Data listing
|---|

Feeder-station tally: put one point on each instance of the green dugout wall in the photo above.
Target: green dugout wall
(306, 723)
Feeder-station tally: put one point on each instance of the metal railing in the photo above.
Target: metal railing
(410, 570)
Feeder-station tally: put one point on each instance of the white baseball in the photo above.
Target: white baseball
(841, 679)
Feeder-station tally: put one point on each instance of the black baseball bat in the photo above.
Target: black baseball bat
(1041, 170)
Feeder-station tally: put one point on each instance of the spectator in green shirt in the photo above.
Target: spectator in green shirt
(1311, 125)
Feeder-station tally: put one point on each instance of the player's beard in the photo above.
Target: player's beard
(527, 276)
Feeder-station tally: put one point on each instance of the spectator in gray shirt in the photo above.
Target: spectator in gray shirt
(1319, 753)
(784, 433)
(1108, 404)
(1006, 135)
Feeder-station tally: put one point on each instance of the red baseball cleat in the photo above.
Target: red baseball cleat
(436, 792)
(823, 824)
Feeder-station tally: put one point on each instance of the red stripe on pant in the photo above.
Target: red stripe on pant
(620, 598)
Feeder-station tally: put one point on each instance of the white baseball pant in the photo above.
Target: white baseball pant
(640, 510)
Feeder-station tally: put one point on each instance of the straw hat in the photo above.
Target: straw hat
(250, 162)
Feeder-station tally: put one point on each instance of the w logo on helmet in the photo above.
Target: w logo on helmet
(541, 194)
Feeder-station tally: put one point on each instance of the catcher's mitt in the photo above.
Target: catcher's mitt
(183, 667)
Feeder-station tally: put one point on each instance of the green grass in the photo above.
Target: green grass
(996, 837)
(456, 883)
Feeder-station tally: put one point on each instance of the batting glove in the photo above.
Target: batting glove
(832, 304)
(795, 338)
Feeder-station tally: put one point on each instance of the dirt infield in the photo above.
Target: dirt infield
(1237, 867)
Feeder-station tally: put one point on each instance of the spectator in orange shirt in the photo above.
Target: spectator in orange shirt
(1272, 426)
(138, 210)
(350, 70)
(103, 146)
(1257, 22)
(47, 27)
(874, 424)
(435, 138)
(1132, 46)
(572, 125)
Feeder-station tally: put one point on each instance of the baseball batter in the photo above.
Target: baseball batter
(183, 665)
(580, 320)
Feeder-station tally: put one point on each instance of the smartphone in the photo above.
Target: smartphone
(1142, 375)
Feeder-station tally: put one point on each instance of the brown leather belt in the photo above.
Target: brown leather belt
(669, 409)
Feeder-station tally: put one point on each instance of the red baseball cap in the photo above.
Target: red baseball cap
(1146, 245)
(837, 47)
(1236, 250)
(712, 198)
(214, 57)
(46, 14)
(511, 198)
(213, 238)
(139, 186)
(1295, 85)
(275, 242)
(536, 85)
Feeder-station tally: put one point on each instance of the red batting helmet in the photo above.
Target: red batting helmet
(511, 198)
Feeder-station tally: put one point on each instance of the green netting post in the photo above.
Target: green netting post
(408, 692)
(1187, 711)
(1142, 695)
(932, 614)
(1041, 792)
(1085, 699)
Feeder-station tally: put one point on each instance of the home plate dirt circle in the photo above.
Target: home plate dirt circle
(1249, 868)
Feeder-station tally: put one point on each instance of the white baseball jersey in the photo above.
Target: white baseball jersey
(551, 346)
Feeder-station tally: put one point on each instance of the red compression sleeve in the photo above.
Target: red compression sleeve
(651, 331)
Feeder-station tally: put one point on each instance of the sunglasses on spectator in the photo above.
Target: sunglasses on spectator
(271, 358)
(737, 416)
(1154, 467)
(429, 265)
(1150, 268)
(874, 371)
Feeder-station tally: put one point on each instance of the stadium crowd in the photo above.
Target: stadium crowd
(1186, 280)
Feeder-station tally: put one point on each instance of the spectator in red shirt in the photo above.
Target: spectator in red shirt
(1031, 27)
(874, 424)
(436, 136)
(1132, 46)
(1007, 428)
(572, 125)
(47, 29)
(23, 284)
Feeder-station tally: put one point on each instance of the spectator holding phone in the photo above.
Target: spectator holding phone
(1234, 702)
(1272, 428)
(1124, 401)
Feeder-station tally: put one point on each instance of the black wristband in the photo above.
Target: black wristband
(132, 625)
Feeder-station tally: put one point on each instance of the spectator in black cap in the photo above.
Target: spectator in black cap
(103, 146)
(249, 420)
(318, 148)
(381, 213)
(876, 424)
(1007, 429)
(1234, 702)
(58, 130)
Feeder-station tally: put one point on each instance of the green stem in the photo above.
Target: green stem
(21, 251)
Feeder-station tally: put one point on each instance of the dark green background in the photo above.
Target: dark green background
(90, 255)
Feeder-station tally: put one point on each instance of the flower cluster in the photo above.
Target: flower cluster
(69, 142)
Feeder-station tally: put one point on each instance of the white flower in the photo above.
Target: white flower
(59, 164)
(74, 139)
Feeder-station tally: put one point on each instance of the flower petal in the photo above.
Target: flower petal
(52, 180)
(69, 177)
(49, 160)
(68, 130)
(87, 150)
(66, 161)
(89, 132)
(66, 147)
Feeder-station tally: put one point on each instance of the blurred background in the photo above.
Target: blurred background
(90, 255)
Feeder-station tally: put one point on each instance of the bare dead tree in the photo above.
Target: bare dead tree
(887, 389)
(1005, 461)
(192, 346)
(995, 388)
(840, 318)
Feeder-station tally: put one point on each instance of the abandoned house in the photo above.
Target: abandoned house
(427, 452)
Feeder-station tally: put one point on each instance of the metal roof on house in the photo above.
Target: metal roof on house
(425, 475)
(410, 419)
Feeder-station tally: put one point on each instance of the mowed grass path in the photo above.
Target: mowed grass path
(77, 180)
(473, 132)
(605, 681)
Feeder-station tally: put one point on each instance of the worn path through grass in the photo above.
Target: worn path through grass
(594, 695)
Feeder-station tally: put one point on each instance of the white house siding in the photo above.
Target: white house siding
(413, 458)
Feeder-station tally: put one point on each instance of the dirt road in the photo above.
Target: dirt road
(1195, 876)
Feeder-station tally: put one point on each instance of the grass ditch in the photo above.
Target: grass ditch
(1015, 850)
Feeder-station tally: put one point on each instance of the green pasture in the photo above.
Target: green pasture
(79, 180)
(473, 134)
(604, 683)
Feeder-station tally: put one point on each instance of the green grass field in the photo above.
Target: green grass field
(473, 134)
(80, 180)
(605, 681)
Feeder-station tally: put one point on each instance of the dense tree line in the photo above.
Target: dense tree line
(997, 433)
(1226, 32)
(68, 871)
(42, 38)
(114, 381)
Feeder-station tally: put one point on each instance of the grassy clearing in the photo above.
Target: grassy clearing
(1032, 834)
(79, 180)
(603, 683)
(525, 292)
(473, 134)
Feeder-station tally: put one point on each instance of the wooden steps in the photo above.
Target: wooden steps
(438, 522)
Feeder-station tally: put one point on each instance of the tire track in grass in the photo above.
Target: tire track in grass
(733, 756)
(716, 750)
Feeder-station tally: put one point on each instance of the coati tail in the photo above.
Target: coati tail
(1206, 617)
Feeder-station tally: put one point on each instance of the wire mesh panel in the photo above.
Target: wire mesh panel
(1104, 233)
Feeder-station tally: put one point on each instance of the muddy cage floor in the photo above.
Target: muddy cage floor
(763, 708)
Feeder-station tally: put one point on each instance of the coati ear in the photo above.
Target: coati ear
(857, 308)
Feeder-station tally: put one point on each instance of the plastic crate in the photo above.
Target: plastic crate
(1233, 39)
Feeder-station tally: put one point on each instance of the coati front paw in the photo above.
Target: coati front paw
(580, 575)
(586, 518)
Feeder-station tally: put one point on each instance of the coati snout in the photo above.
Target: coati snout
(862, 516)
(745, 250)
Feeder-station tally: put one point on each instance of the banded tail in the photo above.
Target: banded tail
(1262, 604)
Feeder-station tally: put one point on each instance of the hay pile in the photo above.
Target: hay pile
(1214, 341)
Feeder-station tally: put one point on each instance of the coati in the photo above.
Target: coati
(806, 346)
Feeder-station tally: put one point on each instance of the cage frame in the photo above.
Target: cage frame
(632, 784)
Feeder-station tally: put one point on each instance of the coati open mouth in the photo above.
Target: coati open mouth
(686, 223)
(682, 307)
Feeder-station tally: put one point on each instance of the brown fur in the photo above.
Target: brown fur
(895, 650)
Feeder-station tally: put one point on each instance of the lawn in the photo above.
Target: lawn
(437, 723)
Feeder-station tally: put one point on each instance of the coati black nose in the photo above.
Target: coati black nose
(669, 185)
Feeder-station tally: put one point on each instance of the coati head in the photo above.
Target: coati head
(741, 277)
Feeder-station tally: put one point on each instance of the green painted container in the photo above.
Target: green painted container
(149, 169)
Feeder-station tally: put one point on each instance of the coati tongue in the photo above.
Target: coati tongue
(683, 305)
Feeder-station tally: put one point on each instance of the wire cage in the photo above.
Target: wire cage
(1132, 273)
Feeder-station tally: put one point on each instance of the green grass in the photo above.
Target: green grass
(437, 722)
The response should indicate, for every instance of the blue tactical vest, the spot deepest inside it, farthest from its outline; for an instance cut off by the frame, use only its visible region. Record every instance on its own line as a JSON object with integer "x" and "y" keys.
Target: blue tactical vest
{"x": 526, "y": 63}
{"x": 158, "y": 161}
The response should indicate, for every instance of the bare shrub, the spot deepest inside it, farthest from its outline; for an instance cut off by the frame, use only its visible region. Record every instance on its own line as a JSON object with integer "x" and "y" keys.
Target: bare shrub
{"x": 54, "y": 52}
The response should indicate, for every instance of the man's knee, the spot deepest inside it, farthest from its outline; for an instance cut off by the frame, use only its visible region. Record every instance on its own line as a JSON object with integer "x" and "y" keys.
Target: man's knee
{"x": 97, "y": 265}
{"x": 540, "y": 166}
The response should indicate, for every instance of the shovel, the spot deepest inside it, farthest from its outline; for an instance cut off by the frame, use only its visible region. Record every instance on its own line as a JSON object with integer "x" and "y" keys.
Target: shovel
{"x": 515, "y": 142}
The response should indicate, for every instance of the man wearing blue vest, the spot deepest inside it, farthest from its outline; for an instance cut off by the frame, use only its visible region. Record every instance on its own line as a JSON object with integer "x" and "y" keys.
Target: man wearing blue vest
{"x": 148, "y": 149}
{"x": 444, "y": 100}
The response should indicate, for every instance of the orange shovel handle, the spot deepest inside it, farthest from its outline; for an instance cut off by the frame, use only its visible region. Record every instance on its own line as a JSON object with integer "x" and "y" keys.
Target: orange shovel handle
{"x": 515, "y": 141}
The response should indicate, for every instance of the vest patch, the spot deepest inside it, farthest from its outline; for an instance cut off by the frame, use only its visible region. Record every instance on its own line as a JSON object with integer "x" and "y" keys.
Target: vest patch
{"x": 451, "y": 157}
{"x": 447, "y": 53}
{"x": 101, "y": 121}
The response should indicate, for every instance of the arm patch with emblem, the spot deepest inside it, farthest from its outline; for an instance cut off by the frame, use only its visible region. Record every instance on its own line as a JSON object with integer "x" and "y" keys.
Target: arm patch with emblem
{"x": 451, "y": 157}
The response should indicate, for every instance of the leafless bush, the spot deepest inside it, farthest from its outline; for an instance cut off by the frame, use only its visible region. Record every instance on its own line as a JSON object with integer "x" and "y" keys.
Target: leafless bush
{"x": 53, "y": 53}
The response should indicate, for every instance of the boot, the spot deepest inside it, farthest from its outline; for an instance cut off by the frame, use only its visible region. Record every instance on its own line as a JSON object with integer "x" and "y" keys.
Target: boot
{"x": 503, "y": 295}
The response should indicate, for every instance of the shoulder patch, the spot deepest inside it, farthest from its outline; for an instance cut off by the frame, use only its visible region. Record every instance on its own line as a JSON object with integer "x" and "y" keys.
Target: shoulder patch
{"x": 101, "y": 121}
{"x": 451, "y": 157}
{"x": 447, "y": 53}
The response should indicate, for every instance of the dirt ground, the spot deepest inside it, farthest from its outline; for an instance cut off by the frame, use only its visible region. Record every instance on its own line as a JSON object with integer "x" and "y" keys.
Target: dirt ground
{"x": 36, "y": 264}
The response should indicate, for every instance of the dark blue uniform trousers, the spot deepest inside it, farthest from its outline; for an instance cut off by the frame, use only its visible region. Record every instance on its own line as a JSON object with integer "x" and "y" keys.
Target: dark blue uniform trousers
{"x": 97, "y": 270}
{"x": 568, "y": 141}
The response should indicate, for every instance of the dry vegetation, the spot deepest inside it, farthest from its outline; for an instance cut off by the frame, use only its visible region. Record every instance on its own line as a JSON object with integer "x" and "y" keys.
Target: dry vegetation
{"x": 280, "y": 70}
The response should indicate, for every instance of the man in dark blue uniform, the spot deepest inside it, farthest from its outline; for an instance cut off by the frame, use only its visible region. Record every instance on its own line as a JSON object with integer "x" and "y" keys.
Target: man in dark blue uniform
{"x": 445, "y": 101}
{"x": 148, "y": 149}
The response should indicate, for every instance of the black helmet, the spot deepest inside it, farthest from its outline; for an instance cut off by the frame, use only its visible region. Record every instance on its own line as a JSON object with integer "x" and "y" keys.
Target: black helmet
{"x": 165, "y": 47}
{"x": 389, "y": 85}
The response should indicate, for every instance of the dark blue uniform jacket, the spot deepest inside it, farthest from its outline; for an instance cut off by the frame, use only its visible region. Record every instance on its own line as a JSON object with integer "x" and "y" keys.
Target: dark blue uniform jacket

|---|

▸ **What is expected**
Rewrite the records starting at the line containing "petal in the photo above." and ending at the line containing "(1195, 876)", changing every "house" to "cabin" and leaving everything else as it is.

▸ **Exercise output**
Feeder-station tally: put one point on each instance of the flower petal in the photo above.
Target: flower petal
(52, 180)
(69, 177)
(49, 160)
(68, 130)
(87, 150)
(66, 161)
(89, 132)
(66, 147)
Feeder-station tally: put one point on each instance of the blurred background in the photo above.
Target: blurred background
(90, 255)
Feeder-station tally: put one point on each instance of the bare dead tree in the photo above.
Target: bare dead tree
(887, 389)
(1005, 461)
(192, 346)
(995, 388)
(840, 318)
Feeder-station tally: put one point on each instance of the abandoned cabin in the photo above.
Target: abandoned cabin
(427, 452)
Feeder-station tally: put one point on each instance of the metal roof on cabin in the photo above.
Target: metal roof on cabin
(425, 475)
(410, 419)
Feeder-station tally: put one point on each instance of the mowed grass path in the photo above.
Target: mowed grass path
(77, 180)
(473, 132)
(605, 681)
Feeder-station tally: put one point on each instance of the worn path through grass in the photo above.
Target: worn path through grass
(594, 695)
Feeder-station tally: put one point on each instance of the white cabin siding in the photo above.
Target: white cabin siding
(413, 458)
Feeder-station tally: put one point on each instance of the dirt road in the photo above.
Target: dirt road
(1195, 876)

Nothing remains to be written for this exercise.